Texto proporcionado:
────

Tras años de búsqueda, diversas carreras y residencias en tres continentes, se dejó, sin saberlo, guiar por el temor. A los cincuenta años se encontró en el principio de su vida.

D
E NIÑA vivía con mi hermana y mis dos hermanos —los tres eran bastante mayores que yo—, mis padres y mis abuelos maternos. Ocupábamos una casa que habían construido mis bisabuelos. Mi bisabuela vivió con mi familia hasta su muerte, la cual ocurrió una semana antes de nacer yo. Es como si yo hubiera nacido de luto.

Empecé a abusar del alcohol a los once años cuando en una Nochevieja mi cuñado subió a mi cuarto y me dio un vaso de champán. Por miedo, vergüenza, y curiosidad, lo tomé entero. Me gustó y me quitó el miedo de él que yo tenía. Pero él sí se asustó, al ver la facilidad con que yo tragaba con tan poca edad. Seguro que él pensaba que me iba a poner enferma pero, después de aquella noche, pasé muchos años tomando todo tipo de bebidas alcohólicas sin sentir ni mareo ni náusea.

────

Información extraída:
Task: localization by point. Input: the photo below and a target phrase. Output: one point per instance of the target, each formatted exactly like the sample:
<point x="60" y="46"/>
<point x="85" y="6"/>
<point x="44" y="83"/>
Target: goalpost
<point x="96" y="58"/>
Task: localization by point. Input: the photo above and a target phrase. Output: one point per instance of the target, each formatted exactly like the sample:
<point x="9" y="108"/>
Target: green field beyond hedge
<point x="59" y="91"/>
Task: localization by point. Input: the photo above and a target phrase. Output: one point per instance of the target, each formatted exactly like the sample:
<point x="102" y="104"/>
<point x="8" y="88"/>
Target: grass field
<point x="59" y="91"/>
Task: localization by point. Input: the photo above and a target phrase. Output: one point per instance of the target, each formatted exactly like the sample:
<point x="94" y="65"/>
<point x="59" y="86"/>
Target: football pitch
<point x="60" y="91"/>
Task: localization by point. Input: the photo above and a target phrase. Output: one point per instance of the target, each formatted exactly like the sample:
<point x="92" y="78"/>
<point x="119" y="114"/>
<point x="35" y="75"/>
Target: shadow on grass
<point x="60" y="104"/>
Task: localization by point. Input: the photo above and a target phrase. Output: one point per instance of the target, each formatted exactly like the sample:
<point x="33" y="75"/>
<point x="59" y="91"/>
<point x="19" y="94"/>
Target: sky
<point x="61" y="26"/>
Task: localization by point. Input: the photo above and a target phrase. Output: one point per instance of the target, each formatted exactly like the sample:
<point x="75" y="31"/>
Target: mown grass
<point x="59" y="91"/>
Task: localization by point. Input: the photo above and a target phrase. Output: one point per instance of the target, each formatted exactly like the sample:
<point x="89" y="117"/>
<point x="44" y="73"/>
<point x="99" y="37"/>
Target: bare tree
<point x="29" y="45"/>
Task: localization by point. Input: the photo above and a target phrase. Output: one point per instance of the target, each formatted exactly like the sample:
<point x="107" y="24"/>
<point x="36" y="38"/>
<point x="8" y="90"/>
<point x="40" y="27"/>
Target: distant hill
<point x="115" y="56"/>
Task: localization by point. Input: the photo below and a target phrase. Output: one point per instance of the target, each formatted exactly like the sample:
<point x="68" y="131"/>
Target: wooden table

────

Objetivo de la tarea:
Reescribe el texto proporcionado desde "Tras años de" hasta "de su vida." y cambia "temor" por "miedo".

Solución del problema:
Tras años de búsqueda, diversas carreras y residencias en tres continentes, se dejó, sin saberlo, guiar por el miedo. A los cincuenta años se encontró en el principio de su vida.